* Begin Provided entries *
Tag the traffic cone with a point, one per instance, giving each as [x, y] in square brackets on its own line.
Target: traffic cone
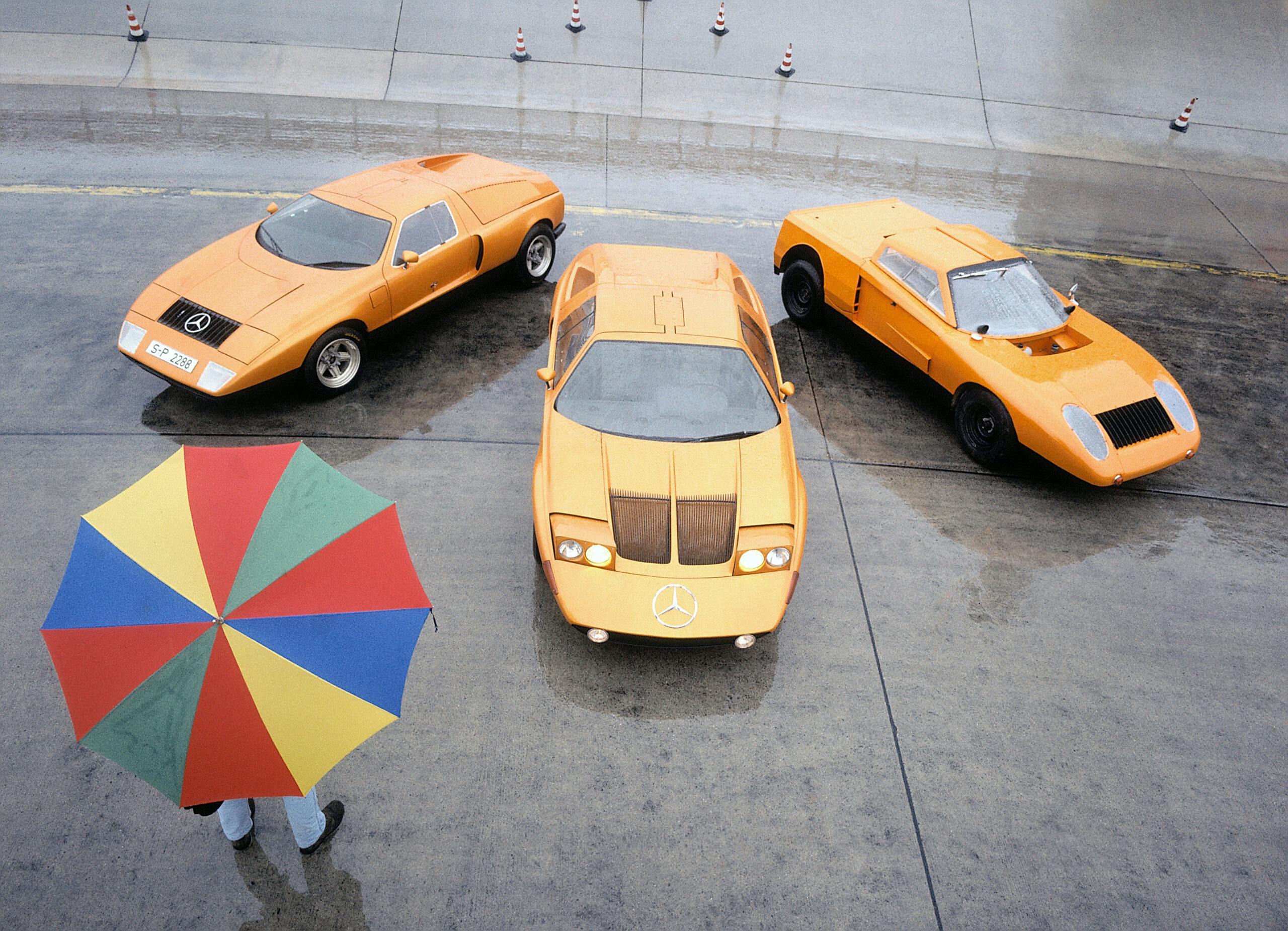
[575, 24]
[1183, 123]
[719, 29]
[137, 33]
[786, 68]
[521, 52]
* End Provided entries *
Exercise prompt -
Arrange every line of the rows above as a Markdown table with the columns "Number" and "Line", leaving out blank lines and the pictures.

Correct output -
| Number | Line |
|---|---|
| 1 | Tag the traffic cone with a point, one per instance, giving each as [x, y] in square brackets on its own line. |
| 2 | Target: traffic cone |
| 3 | [575, 24] |
| 4 | [1183, 123] |
| 5 | [719, 29] |
| 6 | [137, 33] |
| 7 | [786, 68] |
| 8 | [521, 52] |